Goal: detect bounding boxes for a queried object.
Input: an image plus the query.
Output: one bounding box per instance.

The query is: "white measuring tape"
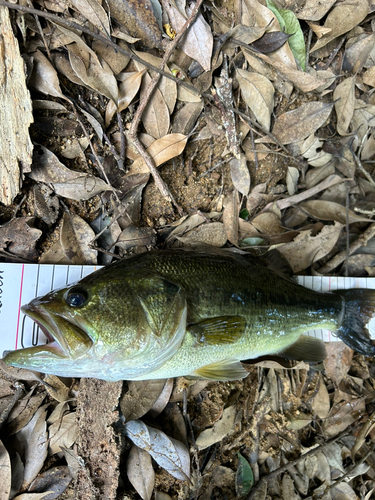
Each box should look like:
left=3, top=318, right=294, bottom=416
left=0, top=264, right=375, bottom=357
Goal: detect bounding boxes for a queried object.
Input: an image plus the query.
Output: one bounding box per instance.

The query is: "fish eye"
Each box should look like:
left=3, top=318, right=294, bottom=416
left=65, top=286, right=89, bottom=307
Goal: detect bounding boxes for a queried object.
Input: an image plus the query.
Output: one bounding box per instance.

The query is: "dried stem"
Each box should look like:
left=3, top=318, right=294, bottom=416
left=128, top=0, right=203, bottom=214
left=247, top=428, right=353, bottom=500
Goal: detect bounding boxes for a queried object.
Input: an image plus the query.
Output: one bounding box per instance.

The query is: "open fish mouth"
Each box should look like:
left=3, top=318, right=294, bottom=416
left=21, top=303, right=69, bottom=357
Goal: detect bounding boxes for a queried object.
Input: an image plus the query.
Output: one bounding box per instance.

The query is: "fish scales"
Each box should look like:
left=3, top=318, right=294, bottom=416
left=4, top=250, right=375, bottom=380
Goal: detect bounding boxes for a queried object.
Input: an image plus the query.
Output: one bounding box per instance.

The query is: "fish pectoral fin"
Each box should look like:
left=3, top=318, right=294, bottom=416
left=277, top=335, right=327, bottom=363
left=191, top=359, right=249, bottom=381
left=187, top=316, right=246, bottom=345
left=129, top=272, right=186, bottom=340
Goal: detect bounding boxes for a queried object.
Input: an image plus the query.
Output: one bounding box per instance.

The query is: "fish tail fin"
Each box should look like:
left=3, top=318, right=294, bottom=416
left=335, top=288, right=375, bottom=356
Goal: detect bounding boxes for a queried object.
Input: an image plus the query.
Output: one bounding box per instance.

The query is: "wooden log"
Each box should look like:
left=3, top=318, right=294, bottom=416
left=0, top=7, right=33, bottom=205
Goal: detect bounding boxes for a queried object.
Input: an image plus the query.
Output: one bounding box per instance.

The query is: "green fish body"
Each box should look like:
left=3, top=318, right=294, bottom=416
left=4, top=250, right=375, bottom=381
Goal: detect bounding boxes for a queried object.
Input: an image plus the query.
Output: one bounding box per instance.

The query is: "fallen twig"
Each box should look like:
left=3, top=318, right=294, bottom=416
left=0, top=0, right=201, bottom=95
left=128, top=0, right=203, bottom=215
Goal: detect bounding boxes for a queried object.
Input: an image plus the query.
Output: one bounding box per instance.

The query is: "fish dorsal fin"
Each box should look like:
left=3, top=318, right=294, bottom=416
left=191, top=359, right=248, bottom=381
left=277, top=335, right=327, bottom=363
left=187, top=316, right=246, bottom=345
left=129, top=272, right=186, bottom=337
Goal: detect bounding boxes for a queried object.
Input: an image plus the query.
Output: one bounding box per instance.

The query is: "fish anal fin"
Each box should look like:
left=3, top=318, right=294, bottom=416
left=191, top=359, right=248, bottom=381
left=187, top=316, right=246, bottom=345
left=277, top=335, right=327, bottom=363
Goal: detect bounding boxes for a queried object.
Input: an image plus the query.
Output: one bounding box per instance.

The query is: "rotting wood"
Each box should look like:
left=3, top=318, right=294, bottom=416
left=0, top=7, right=33, bottom=205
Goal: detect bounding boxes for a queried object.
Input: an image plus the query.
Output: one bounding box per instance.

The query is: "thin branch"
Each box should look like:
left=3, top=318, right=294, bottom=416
left=0, top=0, right=201, bottom=95
left=247, top=427, right=353, bottom=500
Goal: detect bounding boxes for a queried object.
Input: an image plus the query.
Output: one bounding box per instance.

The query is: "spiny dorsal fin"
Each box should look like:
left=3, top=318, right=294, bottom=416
left=277, top=335, right=327, bottom=363
left=187, top=316, right=246, bottom=345
left=191, top=359, right=248, bottom=381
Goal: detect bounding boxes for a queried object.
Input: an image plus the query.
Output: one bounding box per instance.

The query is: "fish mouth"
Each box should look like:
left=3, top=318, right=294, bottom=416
left=21, top=299, right=93, bottom=358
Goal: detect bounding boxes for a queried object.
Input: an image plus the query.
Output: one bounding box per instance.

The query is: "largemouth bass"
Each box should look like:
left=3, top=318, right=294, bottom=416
left=4, top=250, right=375, bottom=381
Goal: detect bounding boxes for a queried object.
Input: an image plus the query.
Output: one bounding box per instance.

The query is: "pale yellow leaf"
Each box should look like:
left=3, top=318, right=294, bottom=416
left=48, top=412, right=78, bottom=455
left=105, top=69, right=146, bottom=127
left=237, top=69, right=275, bottom=130
left=310, top=0, right=369, bottom=52
left=70, top=0, right=110, bottom=36
left=277, top=222, right=343, bottom=273
left=272, top=101, right=333, bottom=144
left=333, top=76, right=356, bottom=135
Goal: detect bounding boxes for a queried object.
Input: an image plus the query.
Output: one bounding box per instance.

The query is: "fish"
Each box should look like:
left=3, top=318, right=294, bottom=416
left=4, top=249, right=375, bottom=381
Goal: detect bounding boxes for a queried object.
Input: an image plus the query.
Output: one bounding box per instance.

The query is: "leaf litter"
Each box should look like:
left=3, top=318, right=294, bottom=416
left=0, top=0, right=375, bottom=500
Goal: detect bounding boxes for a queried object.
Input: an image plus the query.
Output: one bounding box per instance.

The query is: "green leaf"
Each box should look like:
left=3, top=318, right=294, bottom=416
left=267, top=0, right=306, bottom=71
left=240, top=208, right=250, bottom=220
left=241, top=236, right=266, bottom=247
left=236, top=453, right=254, bottom=497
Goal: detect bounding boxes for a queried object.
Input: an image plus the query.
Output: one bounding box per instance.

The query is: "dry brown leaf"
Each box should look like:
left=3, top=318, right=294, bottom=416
left=195, top=406, right=237, bottom=450
left=148, top=378, right=176, bottom=418
left=305, top=162, right=336, bottom=189
left=274, top=175, right=345, bottom=210
left=134, top=51, right=177, bottom=114
left=311, top=0, right=368, bottom=52
left=105, top=69, right=146, bottom=127
left=342, top=33, right=375, bottom=73
left=176, top=222, right=227, bottom=247
left=125, top=420, right=190, bottom=480
left=29, top=465, right=72, bottom=500
left=69, top=46, right=118, bottom=102
left=237, top=69, right=275, bottom=130
left=29, top=50, right=65, bottom=99
left=272, top=101, right=333, bottom=144
left=333, top=76, right=356, bottom=135
left=60, top=212, right=97, bottom=265
left=362, top=66, right=375, bottom=87
left=107, top=0, right=162, bottom=48
left=0, top=217, right=42, bottom=260
left=166, top=2, right=213, bottom=71
left=245, top=0, right=297, bottom=70
left=277, top=222, right=343, bottom=273
left=311, top=377, right=331, bottom=418
left=257, top=53, right=326, bottom=92
left=286, top=167, right=299, bottom=196
left=42, top=374, right=71, bottom=402
left=229, top=153, right=250, bottom=196
left=140, top=73, right=170, bottom=139
left=296, top=0, right=336, bottom=21
left=171, top=100, right=203, bottom=135
left=48, top=412, right=78, bottom=455
left=70, top=0, right=111, bottom=36
left=8, top=387, right=46, bottom=435
left=128, top=134, right=187, bottom=175
left=301, top=200, right=373, bottom=224
left=13, top=491, right=52, bottom=500
left=115, top=224, right=156, bottom=251
left=126, top=444, right=155, bottom=500
left=323, top=398, right=366, bottom=437
left=120, top=379, right=167, bottom=421
left=0, top=441, right=12, bottom=500
left=92, top=40, right=130, bottom=76
left=324, top=341, right=353, bottom=387
left=251, top=212, right=284, bottom=234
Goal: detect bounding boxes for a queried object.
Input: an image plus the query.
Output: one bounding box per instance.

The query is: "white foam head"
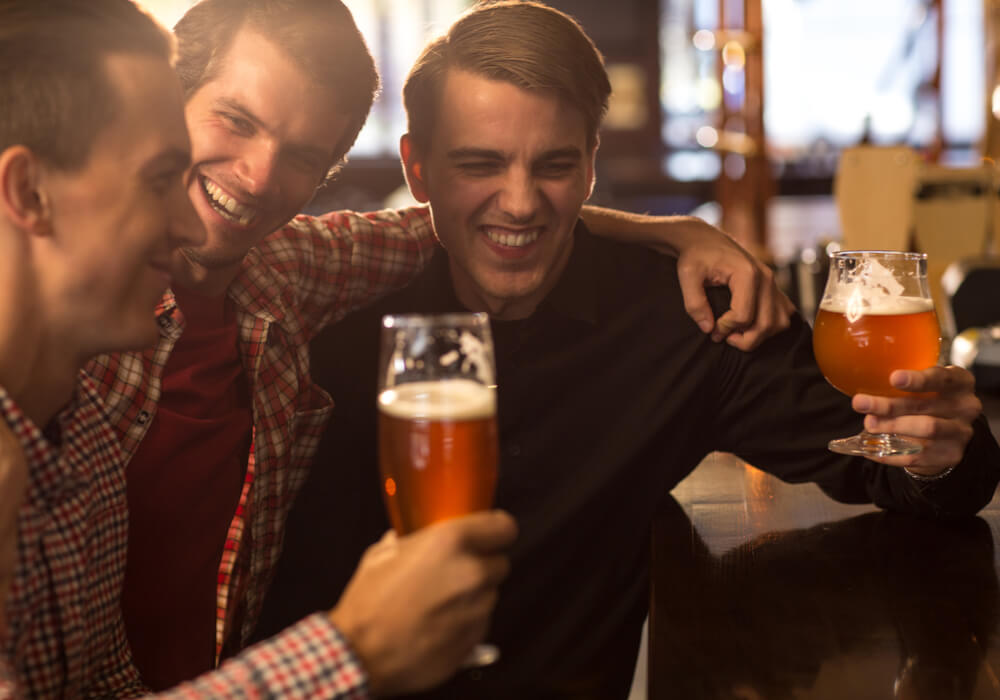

===

## THE PROBLEM
Rewrite the entire listing above, substituting "Task" for every occurrence of "Goal" and changing nothing else. Leave the pictures out.

## COMPLETE OUTPUT
Task: detect bounding boxes for a queried object.
Input: an image plus the query.
Output: one bounding box per instance.

The query is: "white measuring tape"
Each box should look like:
left=3, top=318, right=294, bottom=416
left=0, top=264, right=375, bottom=357
Task: detect bounding boxes for a queried object.
Input: an image plus the query.
Output: one bounding box per instance.

The query is: "fish eye"
Each box should look like:
left=3, top=318, right=294, bottom=416
left=65, top=286, right=89, bottom=307
Task: detect bounding boxes for a queried object.
Input: an image plus the query.
Output: one bounding box per instance.

The query is: "dried stem"
Each box should look like:
left=3, top=318, right=294, bottom=416
left=128, top=0, right=203, bottom=214
left=247, top=428, right=353, bottom=500
Task: detect bounding boxes for a queried object.
Input: an image plus the query.
Output: one bounding box per instance.

The query is: "open fish mouth"
Each box should look like:
left=3, top=318, right=294, bottom=416
left=21, top=303, right=69, bottom=357
Task: detect bounding boxes for a queried object.
Input: an image plus the query.
Output: one bounding box per instance.

The query is: "fish scales"
Each box should look like:
left=3, top=318, right=294, bottom=416
left=4, top=250, right=375, bottom=380
Task: detect bounding boxes for a queried object.
Input: an image plus the query.
Output: one bounding box per instance.

The query is: "fish pectoral fin"
Each box should look like:
left=3, top=318, right=294, bottom=416
left=277, top=335, right=327, bottom=363
left=191, top=359, right=249, bottom=381
left=187, top=316, right=246, bottom=345
left=129, top=272, right=186, bottom=340
Task: detect bounding boxes for a queried object.
Input: an image plus the query.
Output: one bounding box per instance.

The query is: "fish tail fin"
Each box should look like:
left=3, top=318, right=294, bottom=416
left=335, top=288, right=375, bottom=356
Task: detect bounding boxes for a queried object.
Input: an image plus the query.
Output: one bounding box per instance.

The query is: "wooden log"
Each box should look like:
left=3, top=318, right=294, bottom=416
left=0, top=7, right=33, bottom=205
Task: detect bounding boxes for a queried object.
Input: an image plus the query.
Output: one bounding box per instance.

The query is: "green fish body"
Each box should look like:
left=3, top=318, right=294, bottom=416
left=4, top=250, right=375, bottom=381
Task: detect bounding boxes for a queried object.
Input: an image plus the query.
Output: one bounding box per instance.

The query is: "fallen twig"
Each box should look like:
left=3, top=318, right=294, bottom=416
left=0, top=0, right=201, bottom=95
left=128, top=0, right=203, bottom=215
Task: detect bounding boxes for a queried object.
Input: an image plus the query.
Output: one bounding box per instance.

The query is: "fish dorsal fin"
Each box should look like:
left=3, top=318, right=294, bottom=416
left=191, top=359, right=248, bottom=381
left=277, top=335, right=327, bottom=363
left=187, top=316, right=246, bottom=345
left=129, top=272, right=186, bottom=337
Task: detect bounding boxes for a queried object.
Input: an image plus the query.
Output: one bounding box per instance.

The query is: "fish anal fin"
Each box should look like:
left=3, top=318, right=294, bottom=416
left=191, top=359, right=248, bottom=381
left=187, top=316, right=246, bottom=345
left=277, top=335, right=327, bottom=363
Task: detect bounding boxes for a queried object.
Input: an image plus the query.
Output: one bounding box per instance.

The query is: "rotting wood"
Each box should look like:
left=3, top=318, right=294, bottom=416
left=0, top=7, right=33, bottom=205
Task: detect bounding boxes for a queried object.
Input: an image plus the query.
Output: one bounding box per instance.

The query is: "thin branch"
Each box should look like:
left=3, top=318, right=294, bottom=416
left=0, top=0, right=201, bottom=95
left=247, top=427, right=353, bottom=500
Task: detect bounding boxes for a queried object.
Input: an image plus the query.
Output: one bounding box per instance.

The query is: "spiny dorsal fin"
Each box should look like:
left=3, top=318, right=294, bottom=416
left=277, top=335, right=327, bottom=363
left=187, top=316, right=246, bottom=345
left=191, top=359, right=248, bottom=381
Task: detect bounding boxes for a queried object.
Input: an image plus the query.
Output: one bounding box per instance.

The query is: "fish mouth"
Each box should look like:
left=3, top=318, right=294, bottom=416
left=21, top=299, right=93, bottom=358
Task: detect bounding boxes for a queried object.
Input: an image plus the query.
Output: one bounding box per instance.

The query is: "largemouth bass"
Each box should look like:
left=3, top=318, right=294, bottom=416
left=4, top=250, right=375, bottom=381
Task: detect bounding boxes for a queried object.
Input: an image plus the query.
Output: one bounding box per instance.

The query is: "pale yellow leaf"
Each box should look like:
left=3, top=318, right=294, bottom=416
left=48, top=412, right=78, bottom=455
left=105, top=69, right=146, bottom=127
left=237, top=69, right=275, bottom=130
left=310, top=0, right=369, bottom=52
left=70, top=0, right=110, bottom=36
left=277, top=222, right=343, bottom=273
left=272, top=101, right=333, bottom=144
left=333, top=76, right=356, bottom=135
Task: detect bounding boxes for a queried object.
Input: an image plus the query.
Output: one bounding box per instance.

The query is: "fish"
Each box should look like:
left=3, top=318, right=294, bottom=416
left=4, top=249, right=375, bottom=381
Task: detect bounding boxes for a queried object.
Input: an image plus the query.
Output: one bounding box per instance.

The query is: "leaf litter"
Each box should look like:
left=3, top=318, right=294, bottom=416
left=0, top=0, right=375, bottom=500
Task: detect bounding boxes for a queried object.
Input: an image plus the query.
Output: one bounding box per instance.

The query is: "green leaf"
Each box should look like:
left=3, top=318, right=294, bottom=416
left=267, top=0, right=306, bottom=71
left=240, top=208, right=250, bottom=220
left=241, top=236, right=266, bottom=247
left=236, top=453, right=254, bottom=497
Task: detect bounding boxes for a queried object.
Input: an image plus the query.
Output: one bounding box per instance.

The query is: "dry brown leaf"
Each box should look like:
left=3, top=318, right=294, bottom=416
left=195, top=406, right=237, bottom=450
left=148, top=378, right=176, bottom=418
left=305, top=162, right=336, bottom=189
left=274, top=175, right=345, bottom=210
left=134, top=51, right=177, bottom=114
left=311, top=0, right=368, bottom=52
left=105, top=69, right=146, bottom=127
left=342, top=33, right=375, bottom=73
left=176, top=222, right=227, bottom=247
left=125, top=420, right=190, bottom=480
left=29, top=465, right=72, bottom=500
left=69, top=46, right=118, bottom=102
left=237, top=69, right=275, bottom=130
left=29, top=50, right=65, bottom=99
left=272, top=101, right=333, bottom=144
left=333, top=76, right=356, bottom=135
left=60, top=212, right=97, bottom=265
left=362, top=66, right=375, bottom=87
left=107, top=0, right=162, bottom=48
left=0, top=217, right=42, bottom=260
left=166, top=2, right=213, bottom=71
left=245, top=0, right=297, bottom=70
left=277, top=222, right=343, bottom=273
left=311, top=377, right=331, bottom=418
left=257, top=53, right=326, bottom=92
left=286, top=167, right=299, bottom=196
left=42, top=374, right=71, bottom=402
left=229, top=153, right=250, bottom=196
left=140, top=73, right=170, bottom=139
left=296, top=0, right=336, bottom=21
left=171, top=100, right=203, bottom=135
left=48, top=412, right=78, bottom=455
left=70, top=0, right=111, bottom=36
left=8, top=387, right=46, bottom=435
left=128, top=134, right=187, bottom=175
left=301, top=200, right=373, bottom=224
left=13, top=491, right=52, bottom=500
left=115, top=224, right=156, bottom=251
left=126, top=444, right=155, bottom=500
left=323, top=398, right=366, bottom=437
left=120, top=379, right=167, bottom=421
left=0, top=441, right=12, bottom=500
left=92, top=40, right=130, bottom=76
left=324, top=341, right=353, bottom=387
left=251, top=212, right=284, bottom=234
Task: detect bounding boxes for a queried object.
Input: an image plus the query.
Output: one bounding box per instance.

The query is: "white foam head"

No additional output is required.